Count the lines of the records that contain the word "windshield", treating uppercase and lowercase as different. Reply with the number alone.

◆ Material to process:
--------------------------------
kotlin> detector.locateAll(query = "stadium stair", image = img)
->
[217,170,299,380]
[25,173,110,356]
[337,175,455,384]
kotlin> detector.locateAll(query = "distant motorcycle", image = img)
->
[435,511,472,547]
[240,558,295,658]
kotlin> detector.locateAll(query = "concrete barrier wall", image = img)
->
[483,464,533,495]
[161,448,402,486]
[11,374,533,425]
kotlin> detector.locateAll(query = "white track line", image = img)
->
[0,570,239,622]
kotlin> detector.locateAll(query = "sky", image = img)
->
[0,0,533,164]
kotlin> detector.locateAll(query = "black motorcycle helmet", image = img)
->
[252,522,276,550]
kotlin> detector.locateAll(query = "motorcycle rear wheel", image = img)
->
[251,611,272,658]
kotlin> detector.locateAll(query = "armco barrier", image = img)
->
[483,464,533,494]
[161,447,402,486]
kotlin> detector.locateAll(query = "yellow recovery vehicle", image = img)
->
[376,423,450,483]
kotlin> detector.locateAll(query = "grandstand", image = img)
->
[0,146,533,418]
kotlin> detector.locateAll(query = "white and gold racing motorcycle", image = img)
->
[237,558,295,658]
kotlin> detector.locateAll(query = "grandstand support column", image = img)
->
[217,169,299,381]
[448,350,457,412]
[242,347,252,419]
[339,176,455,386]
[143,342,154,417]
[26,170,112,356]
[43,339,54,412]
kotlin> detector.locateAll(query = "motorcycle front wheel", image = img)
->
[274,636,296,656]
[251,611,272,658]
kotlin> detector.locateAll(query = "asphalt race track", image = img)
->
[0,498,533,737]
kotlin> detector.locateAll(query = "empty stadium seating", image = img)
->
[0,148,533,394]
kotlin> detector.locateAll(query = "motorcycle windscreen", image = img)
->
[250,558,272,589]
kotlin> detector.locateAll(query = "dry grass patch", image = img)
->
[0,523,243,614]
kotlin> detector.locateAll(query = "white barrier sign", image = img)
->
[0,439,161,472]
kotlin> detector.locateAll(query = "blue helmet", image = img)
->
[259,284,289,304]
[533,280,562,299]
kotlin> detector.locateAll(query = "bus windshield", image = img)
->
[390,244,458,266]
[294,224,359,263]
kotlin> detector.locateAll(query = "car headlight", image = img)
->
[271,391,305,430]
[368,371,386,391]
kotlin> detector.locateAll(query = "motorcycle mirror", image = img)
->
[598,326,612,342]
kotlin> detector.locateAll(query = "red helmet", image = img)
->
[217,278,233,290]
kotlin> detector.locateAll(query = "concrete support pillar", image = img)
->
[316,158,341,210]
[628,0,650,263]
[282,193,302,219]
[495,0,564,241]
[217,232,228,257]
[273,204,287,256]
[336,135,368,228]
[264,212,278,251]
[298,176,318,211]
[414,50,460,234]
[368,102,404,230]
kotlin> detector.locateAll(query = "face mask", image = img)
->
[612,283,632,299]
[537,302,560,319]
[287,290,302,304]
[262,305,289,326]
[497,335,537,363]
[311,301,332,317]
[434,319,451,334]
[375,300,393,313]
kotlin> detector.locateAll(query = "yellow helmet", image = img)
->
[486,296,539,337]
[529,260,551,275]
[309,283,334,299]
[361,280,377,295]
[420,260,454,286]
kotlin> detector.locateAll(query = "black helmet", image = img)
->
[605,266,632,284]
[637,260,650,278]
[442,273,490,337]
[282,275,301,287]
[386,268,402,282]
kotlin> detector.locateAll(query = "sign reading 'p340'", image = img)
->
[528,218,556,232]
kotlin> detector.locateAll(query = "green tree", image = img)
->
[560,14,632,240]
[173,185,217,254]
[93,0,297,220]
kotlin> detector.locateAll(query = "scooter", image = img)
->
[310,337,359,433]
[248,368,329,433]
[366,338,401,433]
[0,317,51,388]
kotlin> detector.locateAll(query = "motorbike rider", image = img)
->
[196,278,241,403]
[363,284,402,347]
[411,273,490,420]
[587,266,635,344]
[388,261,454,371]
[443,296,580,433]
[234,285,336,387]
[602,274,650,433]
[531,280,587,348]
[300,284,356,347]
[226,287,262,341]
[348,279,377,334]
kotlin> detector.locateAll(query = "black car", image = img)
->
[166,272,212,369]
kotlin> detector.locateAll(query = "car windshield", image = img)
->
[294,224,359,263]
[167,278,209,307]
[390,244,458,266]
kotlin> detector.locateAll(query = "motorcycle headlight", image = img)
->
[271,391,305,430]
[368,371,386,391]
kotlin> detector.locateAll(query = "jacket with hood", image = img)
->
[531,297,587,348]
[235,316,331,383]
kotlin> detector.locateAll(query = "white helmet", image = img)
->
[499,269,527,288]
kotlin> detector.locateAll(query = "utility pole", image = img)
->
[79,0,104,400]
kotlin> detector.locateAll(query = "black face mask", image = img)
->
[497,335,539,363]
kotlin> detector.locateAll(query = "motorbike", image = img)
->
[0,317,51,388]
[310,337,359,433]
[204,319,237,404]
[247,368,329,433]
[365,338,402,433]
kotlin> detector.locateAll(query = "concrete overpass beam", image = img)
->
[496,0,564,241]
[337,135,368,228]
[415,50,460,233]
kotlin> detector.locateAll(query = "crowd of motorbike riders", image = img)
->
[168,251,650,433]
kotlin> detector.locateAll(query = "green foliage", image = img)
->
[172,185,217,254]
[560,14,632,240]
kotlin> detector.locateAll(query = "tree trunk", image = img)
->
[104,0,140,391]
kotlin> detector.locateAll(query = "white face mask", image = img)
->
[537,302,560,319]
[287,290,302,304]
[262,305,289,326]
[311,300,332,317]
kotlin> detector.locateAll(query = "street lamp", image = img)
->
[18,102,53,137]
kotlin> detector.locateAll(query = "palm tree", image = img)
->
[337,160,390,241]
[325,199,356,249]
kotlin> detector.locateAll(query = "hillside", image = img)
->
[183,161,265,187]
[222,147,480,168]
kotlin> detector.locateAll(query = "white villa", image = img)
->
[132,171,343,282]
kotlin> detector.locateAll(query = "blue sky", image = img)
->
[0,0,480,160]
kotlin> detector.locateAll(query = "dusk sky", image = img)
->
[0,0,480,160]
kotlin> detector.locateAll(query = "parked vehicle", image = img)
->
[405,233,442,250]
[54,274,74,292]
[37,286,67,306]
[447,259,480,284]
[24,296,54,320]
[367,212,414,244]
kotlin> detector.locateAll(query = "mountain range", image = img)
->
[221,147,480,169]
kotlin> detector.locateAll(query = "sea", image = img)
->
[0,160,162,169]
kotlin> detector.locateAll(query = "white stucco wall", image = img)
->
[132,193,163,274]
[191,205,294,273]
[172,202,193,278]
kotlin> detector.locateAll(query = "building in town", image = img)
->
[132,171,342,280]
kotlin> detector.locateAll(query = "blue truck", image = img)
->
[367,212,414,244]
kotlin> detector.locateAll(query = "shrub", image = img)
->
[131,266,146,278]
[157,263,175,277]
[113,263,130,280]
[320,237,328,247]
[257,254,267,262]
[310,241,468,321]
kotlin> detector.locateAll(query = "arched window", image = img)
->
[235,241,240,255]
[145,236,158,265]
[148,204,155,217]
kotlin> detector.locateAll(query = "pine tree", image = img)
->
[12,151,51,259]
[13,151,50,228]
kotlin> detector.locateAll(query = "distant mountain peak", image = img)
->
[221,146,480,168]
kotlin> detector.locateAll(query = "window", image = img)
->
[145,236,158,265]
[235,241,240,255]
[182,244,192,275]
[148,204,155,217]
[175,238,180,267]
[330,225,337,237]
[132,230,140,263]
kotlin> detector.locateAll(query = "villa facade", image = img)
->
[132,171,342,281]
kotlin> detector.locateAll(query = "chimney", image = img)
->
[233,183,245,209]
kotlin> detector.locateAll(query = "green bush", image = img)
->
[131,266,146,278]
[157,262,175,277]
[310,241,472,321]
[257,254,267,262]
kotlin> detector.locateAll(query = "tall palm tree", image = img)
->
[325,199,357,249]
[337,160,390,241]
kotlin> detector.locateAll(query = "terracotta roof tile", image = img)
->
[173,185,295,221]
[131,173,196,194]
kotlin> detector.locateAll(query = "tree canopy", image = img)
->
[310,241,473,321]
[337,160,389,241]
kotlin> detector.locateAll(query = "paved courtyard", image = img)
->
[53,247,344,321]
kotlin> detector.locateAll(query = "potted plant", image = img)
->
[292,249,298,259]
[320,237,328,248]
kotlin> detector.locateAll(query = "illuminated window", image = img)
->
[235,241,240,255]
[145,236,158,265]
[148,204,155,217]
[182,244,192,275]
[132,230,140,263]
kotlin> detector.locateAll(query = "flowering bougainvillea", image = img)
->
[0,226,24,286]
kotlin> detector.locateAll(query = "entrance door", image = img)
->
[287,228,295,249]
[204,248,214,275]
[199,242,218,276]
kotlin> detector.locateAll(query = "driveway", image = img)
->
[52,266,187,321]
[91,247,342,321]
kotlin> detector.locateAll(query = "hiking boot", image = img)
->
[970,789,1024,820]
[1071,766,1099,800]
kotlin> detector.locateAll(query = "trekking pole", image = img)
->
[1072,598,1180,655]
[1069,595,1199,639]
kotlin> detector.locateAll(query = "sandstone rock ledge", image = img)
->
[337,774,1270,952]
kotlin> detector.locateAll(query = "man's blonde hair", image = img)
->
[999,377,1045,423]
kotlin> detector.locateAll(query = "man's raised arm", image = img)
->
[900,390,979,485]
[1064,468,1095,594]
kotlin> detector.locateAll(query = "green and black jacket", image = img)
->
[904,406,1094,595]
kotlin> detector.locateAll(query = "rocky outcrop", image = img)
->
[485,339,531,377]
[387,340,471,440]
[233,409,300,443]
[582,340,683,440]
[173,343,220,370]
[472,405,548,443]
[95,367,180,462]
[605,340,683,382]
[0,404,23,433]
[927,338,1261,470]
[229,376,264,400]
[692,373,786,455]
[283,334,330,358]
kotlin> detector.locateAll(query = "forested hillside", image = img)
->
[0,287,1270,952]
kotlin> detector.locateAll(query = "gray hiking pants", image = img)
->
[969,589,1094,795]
--------------------------------
◆ Response to the exercise:
2